- _Work instructions_
Lay out the lines of the listing below as a Markdown table with the columns n and Line, starting with the line containing "Objective — one pin per instance of the window frame" and going on through the end of the listing, leaving out blank lines.

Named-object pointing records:

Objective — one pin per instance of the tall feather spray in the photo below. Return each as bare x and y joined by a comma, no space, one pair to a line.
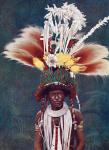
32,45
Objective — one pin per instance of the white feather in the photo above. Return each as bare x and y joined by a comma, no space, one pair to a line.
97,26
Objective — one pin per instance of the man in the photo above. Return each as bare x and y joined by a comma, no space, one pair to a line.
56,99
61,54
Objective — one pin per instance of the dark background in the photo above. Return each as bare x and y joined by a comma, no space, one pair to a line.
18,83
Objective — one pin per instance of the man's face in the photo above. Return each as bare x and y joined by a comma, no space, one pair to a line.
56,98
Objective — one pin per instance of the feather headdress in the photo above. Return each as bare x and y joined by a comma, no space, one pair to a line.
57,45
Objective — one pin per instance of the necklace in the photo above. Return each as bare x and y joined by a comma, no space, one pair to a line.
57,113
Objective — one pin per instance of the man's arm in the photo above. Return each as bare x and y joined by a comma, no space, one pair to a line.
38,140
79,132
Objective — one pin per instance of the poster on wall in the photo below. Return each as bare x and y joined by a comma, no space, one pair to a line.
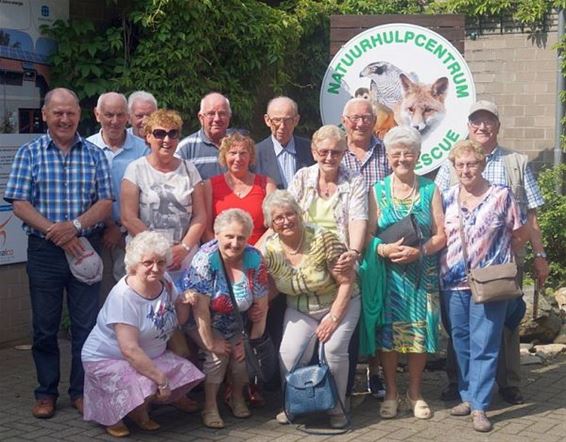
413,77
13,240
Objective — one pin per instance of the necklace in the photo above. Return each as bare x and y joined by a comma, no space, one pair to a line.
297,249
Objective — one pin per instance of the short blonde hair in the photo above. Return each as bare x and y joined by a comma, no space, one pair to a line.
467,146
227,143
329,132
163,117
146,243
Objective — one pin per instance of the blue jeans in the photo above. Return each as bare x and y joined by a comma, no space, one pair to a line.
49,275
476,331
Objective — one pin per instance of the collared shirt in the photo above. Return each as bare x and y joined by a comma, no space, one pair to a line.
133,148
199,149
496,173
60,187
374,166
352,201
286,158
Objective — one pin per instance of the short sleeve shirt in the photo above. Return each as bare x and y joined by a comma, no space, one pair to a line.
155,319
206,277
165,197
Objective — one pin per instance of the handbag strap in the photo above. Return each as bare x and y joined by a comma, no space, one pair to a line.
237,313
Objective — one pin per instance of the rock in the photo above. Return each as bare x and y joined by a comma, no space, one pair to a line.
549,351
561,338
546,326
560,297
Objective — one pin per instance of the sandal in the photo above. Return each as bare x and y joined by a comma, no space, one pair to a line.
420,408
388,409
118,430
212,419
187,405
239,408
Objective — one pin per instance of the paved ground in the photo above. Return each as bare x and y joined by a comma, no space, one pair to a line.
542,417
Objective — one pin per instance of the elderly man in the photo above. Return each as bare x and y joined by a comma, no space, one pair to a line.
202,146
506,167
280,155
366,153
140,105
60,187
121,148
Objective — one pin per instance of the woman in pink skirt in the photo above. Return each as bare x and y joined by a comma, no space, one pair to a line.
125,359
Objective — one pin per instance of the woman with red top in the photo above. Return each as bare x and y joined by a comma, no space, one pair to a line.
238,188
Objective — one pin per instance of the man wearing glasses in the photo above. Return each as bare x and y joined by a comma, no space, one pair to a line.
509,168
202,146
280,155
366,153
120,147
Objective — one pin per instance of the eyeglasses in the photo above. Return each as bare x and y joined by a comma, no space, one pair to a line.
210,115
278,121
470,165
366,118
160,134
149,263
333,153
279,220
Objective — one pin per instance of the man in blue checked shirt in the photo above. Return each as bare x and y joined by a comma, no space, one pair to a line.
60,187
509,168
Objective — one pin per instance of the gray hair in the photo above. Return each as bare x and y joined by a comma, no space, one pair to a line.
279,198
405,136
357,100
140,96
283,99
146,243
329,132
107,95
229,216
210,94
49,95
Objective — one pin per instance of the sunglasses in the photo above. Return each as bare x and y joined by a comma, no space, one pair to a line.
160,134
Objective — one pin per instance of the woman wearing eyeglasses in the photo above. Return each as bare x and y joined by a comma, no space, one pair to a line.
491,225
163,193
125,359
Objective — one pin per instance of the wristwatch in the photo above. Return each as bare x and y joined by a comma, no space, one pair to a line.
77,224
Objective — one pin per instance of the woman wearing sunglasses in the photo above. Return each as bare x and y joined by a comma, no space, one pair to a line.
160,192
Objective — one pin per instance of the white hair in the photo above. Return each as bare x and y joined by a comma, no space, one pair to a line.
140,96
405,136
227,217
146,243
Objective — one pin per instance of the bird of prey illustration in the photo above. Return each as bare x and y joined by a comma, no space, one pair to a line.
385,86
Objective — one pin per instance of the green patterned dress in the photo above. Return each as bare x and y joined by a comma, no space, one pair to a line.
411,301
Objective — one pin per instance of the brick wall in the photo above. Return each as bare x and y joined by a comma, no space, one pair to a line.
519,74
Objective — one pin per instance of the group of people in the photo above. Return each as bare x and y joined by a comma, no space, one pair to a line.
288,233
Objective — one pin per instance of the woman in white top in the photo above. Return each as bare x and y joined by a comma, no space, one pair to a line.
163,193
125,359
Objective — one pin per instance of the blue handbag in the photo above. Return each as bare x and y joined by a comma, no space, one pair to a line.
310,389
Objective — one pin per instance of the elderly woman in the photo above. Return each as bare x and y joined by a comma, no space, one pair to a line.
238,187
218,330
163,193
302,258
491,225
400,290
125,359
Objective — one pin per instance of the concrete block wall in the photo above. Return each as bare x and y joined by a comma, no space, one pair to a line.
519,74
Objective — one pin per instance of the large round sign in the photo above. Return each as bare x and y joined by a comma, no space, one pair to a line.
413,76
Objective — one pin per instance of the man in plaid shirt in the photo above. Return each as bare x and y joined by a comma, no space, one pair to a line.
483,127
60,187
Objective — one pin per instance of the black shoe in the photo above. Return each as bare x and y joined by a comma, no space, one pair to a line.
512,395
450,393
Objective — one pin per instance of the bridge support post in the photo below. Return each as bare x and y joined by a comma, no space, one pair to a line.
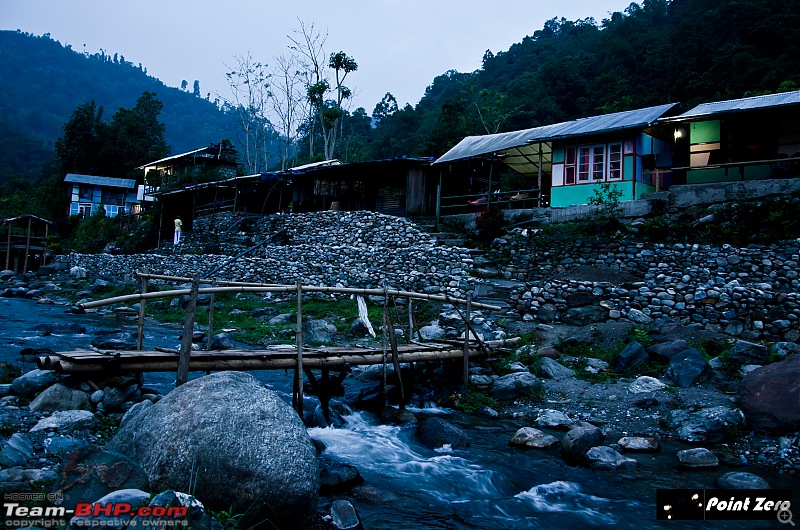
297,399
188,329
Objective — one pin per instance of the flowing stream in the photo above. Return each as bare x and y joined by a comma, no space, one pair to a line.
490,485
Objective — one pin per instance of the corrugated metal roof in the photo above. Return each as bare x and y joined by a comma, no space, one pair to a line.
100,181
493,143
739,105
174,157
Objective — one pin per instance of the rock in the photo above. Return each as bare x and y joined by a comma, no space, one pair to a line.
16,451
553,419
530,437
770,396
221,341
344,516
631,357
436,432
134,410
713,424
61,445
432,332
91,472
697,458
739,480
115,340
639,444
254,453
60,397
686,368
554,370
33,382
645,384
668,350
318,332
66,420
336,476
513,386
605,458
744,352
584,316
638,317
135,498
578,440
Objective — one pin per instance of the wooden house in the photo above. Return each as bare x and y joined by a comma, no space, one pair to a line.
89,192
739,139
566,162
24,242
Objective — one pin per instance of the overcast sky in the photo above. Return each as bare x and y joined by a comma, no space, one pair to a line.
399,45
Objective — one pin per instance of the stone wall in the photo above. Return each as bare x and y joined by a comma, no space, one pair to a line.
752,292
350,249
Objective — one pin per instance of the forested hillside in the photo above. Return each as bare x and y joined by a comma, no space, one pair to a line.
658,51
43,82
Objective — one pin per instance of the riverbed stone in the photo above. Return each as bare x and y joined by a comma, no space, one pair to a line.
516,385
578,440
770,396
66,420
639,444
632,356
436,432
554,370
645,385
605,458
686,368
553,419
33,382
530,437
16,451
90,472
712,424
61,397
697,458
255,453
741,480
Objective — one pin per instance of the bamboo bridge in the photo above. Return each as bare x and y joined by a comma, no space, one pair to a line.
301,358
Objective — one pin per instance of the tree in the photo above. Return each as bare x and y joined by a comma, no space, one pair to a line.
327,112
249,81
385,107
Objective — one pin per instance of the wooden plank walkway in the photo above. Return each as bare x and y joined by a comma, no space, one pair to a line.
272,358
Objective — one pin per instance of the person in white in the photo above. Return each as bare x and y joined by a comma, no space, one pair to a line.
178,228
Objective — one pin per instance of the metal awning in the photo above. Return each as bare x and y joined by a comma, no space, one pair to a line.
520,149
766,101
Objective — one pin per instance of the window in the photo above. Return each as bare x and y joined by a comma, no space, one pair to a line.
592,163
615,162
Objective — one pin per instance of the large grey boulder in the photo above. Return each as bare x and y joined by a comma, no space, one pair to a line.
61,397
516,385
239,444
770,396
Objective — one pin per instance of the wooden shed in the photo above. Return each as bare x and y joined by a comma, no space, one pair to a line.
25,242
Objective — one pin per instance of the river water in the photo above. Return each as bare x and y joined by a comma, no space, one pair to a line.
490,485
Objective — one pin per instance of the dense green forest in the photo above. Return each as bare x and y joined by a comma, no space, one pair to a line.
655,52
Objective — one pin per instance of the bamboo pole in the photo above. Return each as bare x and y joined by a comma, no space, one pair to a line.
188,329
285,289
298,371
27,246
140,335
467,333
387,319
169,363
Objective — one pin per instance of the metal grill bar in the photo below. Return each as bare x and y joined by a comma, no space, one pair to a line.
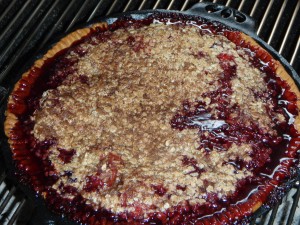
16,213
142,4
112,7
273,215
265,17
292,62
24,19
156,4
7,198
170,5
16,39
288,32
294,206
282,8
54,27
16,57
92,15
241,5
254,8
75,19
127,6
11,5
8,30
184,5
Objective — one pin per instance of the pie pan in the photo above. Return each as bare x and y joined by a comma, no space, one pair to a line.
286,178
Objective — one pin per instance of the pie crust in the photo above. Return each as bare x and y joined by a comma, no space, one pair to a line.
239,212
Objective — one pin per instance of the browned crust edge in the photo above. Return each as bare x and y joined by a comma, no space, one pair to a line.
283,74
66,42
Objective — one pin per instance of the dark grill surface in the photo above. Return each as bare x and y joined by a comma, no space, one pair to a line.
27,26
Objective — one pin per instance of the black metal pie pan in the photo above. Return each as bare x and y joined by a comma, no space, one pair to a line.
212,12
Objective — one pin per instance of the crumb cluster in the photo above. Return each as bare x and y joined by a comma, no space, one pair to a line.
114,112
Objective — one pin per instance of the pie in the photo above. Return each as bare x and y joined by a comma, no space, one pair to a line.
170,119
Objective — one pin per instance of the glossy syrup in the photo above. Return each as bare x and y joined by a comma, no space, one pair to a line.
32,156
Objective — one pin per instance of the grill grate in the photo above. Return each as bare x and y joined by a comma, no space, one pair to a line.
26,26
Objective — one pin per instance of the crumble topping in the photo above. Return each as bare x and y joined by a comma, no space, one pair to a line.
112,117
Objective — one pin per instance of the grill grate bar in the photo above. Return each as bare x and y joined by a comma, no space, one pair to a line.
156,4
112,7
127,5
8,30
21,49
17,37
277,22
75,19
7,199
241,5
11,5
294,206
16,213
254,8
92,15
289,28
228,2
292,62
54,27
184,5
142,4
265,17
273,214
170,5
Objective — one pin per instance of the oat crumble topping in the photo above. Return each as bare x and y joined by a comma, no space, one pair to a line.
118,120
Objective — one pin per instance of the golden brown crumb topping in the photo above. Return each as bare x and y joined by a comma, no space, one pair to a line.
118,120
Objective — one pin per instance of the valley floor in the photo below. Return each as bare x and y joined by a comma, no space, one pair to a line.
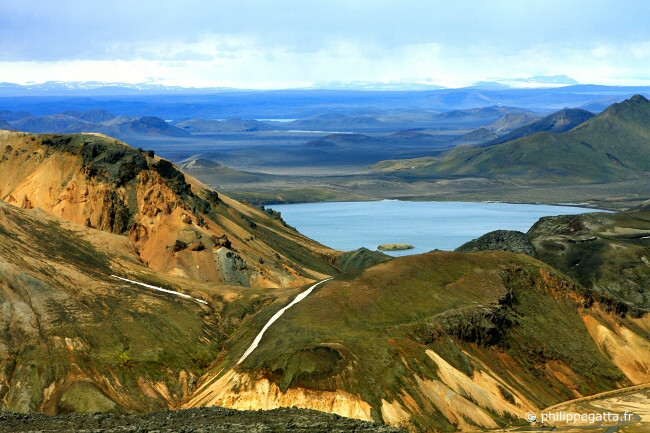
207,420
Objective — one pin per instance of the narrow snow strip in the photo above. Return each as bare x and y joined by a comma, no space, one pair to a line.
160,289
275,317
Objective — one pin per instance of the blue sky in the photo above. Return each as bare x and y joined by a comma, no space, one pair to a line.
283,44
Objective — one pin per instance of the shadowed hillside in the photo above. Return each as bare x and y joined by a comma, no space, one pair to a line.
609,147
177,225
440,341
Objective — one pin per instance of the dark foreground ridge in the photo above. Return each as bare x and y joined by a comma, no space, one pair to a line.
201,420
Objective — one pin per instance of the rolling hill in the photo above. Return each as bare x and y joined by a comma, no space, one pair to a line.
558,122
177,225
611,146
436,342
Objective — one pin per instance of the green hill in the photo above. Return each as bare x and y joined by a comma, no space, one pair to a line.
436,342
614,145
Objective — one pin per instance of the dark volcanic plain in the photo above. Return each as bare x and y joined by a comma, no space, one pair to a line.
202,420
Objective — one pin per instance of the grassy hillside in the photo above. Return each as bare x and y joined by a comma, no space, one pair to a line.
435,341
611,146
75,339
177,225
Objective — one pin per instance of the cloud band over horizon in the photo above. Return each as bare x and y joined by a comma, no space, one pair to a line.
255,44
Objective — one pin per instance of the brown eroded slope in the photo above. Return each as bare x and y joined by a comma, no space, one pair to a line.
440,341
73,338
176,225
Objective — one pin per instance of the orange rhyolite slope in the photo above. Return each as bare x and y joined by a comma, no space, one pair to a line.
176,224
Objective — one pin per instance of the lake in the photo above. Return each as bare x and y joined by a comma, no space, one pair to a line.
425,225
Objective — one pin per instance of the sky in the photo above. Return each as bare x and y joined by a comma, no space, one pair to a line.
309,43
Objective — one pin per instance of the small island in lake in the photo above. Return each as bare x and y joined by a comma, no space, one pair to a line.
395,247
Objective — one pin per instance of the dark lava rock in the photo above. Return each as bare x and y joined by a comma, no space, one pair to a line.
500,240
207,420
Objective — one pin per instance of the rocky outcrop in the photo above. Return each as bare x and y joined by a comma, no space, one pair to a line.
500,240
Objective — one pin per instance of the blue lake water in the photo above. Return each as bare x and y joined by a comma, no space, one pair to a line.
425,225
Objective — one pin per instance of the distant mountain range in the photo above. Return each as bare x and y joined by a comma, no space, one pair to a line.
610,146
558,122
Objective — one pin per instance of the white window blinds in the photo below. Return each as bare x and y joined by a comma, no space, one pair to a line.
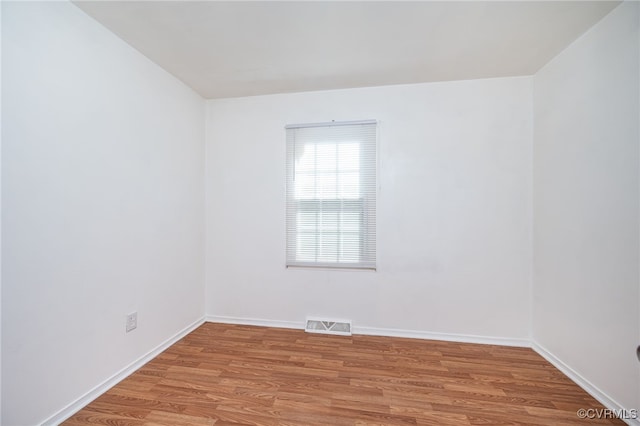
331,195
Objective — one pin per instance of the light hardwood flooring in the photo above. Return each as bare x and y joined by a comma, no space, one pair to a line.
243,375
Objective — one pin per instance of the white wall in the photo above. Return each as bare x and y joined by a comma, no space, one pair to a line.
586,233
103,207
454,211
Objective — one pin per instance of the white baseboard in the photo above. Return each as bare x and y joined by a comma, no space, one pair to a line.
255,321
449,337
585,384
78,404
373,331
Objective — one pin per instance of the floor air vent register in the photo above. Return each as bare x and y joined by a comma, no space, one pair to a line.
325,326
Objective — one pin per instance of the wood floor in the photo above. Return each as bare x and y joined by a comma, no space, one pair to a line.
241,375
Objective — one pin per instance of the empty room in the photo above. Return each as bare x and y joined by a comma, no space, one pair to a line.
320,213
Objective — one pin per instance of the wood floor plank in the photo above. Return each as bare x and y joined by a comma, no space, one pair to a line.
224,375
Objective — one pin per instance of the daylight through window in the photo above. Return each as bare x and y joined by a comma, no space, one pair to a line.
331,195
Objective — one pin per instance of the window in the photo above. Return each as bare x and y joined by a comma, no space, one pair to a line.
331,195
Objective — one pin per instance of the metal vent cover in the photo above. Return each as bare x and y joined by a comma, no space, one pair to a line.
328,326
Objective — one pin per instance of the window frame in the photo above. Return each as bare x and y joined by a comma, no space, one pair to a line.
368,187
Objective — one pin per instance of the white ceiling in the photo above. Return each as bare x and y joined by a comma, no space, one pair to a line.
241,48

- _The completed task_
| n | Line |
|---|---|
| 1 | Objective — one pin per instance of the window frame in the photo above. Return each as bare x and y joined by a comma, no space, one pair to a line. |
| 2 | 368,187 |
| 3 | Objective — one pin per instance of the white ceiling in the photo above. Return each as bare x and y joined by a comma, no space, one pair to a line. |
| 4 | 241,48 |